Coordinate annotation records:
--
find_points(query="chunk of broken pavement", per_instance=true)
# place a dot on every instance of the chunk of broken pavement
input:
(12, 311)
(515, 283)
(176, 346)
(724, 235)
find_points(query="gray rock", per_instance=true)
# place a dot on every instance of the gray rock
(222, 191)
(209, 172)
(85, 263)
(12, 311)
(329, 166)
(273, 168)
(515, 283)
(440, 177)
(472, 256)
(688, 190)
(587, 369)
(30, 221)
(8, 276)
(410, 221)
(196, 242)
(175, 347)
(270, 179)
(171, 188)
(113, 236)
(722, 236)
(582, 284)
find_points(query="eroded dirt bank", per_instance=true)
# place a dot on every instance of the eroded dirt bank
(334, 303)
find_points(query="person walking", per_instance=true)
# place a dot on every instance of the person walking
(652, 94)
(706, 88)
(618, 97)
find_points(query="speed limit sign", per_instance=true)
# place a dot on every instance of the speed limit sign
--
* **Exercise prompt**: Your task is to return the full listing exactly as it was given.

* **Result for this task**:
find_points(query="chunk of broken pavement", per_instance=true)
# place a dot on every instance of the chunk of broken pavement
input:
(12, 311)
(515, 283)
(176, 346)
(724, 235)
find_points(query="gray rock", per_instance=true)
# place a dot on every instance of the gray rock
(222, 191)
(209, 172)
(85, 263)
(12, 311)
(329, 166)
(273, 168)
(515, 283)
(440, 177)
(472, 256)
(688, 190)
(587, 369)
(30, 221)
(8, 276)
(410, 221)
(196, 242)
(175, 347)
(270, 179)
(171, 188)
(113, 236)
(722, 236)
(582, 284)
find_points(query="eroded dirt bank", per_instance=true)
# place a dot on every instance of the eroded dirt bank
(334, 303)
find_points(query="person walking", per_instance=true)
# place a dot on every instance of the person walking
(652, 94)
(706, 88)
(618, 97)
find_points(query="speed limit sign", per_instance=true)
# place a dot on every instance of the speed limit sign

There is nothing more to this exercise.